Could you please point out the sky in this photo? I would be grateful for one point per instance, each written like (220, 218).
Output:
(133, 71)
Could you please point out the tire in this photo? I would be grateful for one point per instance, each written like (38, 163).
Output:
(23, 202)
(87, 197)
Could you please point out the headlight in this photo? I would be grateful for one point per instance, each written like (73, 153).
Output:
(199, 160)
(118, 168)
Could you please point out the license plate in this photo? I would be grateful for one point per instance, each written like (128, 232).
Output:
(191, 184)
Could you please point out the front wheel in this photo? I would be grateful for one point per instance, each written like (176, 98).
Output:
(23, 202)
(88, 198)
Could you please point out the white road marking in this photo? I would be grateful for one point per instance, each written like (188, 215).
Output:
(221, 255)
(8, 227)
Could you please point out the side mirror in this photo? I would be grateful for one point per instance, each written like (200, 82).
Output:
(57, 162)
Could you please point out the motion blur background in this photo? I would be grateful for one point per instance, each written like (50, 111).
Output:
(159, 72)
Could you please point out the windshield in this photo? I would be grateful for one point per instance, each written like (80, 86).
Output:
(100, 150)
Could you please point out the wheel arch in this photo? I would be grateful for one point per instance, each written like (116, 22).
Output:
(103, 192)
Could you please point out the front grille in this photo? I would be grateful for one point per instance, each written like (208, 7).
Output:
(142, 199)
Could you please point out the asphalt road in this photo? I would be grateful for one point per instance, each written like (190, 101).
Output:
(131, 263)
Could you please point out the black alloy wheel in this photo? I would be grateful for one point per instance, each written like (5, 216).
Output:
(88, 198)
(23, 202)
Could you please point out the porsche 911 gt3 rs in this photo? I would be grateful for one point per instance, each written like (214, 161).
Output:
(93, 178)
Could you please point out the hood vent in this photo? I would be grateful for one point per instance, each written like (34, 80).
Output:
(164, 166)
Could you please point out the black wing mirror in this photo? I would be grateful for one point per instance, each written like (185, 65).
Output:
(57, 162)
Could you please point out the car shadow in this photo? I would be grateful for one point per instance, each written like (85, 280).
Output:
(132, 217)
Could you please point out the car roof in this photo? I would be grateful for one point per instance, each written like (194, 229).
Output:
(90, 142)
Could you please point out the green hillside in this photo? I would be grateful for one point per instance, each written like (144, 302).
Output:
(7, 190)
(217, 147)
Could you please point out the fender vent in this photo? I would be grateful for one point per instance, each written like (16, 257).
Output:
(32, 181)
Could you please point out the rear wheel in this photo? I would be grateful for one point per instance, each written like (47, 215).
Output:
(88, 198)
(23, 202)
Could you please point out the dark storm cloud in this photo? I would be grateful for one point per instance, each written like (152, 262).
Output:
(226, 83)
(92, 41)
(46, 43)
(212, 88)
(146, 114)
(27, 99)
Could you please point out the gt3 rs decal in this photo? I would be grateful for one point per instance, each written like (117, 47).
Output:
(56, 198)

________________________________________

_Task statement_. Please retype all of the material above, keeping it exact.

_Result of the exercise_.
Could you please point out the sky in this photo? I would be grateful for one point per instance, each written like (220, 218).
Output:
(133, 71)
Could you please point out the tire in this photo? I would be grateful for one point per instance, each written like (38, 163).
Output:
(23, 202)
(87, 197)
Could you please point out the headlight in this photo? I would be grateful for one point per instance, each written like (73, 153).
Output:
(199, 160)
(118, 168)
Could you please point out the license plate in this photo? I would be grateful for one point per instance, each written like (128, 232).
Output:
(191, 184)
Could you please point out the front wheel in this photo? I would be grateful for one point per instance, each written like (176, 98).
Output:
(23, 202)
(88, 198)
Could you please point out the white road marking in this photo? I would be grateful for one point per instance, each written like (188, 215).
Output:
(221, 255)
(8, 227)
Could you please point out the side mirror in this photo? I would be grateful for one point per instance, each written like (200, 82).
Output:
(57, 162)
Could you please point out the motion blur background in this photo? I would be grateful for one point per instance, each written like (50, 111).
Output:
(159, 72)
Could you please point out the windshield in this photo? I would be grateful for one point per instance, each written like (80, 86).
Output:
(100, 150)
Could you please point out the wheel arch in this photo? I would be grateful for one point per instance, each written like (116, 22).
Output:
(103, 192)
Could you please point out the front grille in this photo? I would be grateful for one point per instance, each written like (208, 7).
Output:
(142, 199)
Could you please point out the asphalt road in this photo? I would be grateful for one point per instance, each written like (190, 101).
Output:
(131, 263)
Could you please point out the black alloy wheel in this photo? I would be grateful for one point per instance, each written like (5, 216).
Output:
(88, 198)
(23, 202)
Could you please point out the porsche 911 gt3 rs in this photo? I would be grateful for one point per instance, each written like (214, 161).
Output:
(93, 178)
Could you please point out the hood vent in this photo? I would be grateful for one point per instance, each written like (34, 80).
Output:
(164, 166)
Could you please point out the black wing mirror in this photo? I would be grateful for one point per instance, each written like (185, 65).
Output:
(57, 162)
Could you please point out the car shadow in this photo? I would be grateful for one point per instance, each written like (85, 280).
Output:
(132, 217)
Could you please point out the car roof in this photo? I would be grateful for one point per instance, each written like (194, 229).
Output:
(90, 142)
Could you please point out the green hillside in this photo? I would be grateful for one point per instance, each written like (144, 302).
Output:
(7, 190)
(217, 147)
Could you please point out the fender vent in this photo? I would be grateful for one point per instance, each written like (16, 257).
Output:
(32, 181)
Could you please point out the rear wheel in this photo? I would be grateful for one point per instance, each written like (47, 215).
Output:
(88, 198)
(23, 202)
Could you please point out the dark storm cloud in this photo? I would be grateful for one point per instance, each written like (152, 262).
Output:
(226, 83)
(92, 41)
(46, 43)
(212, 88)
(146, 114)
(27, 99)
Could you please point out the gt3 rs decal in this photo? I would be grateful for one point per instance, each written like (117, 47).
Output:
(56, 198)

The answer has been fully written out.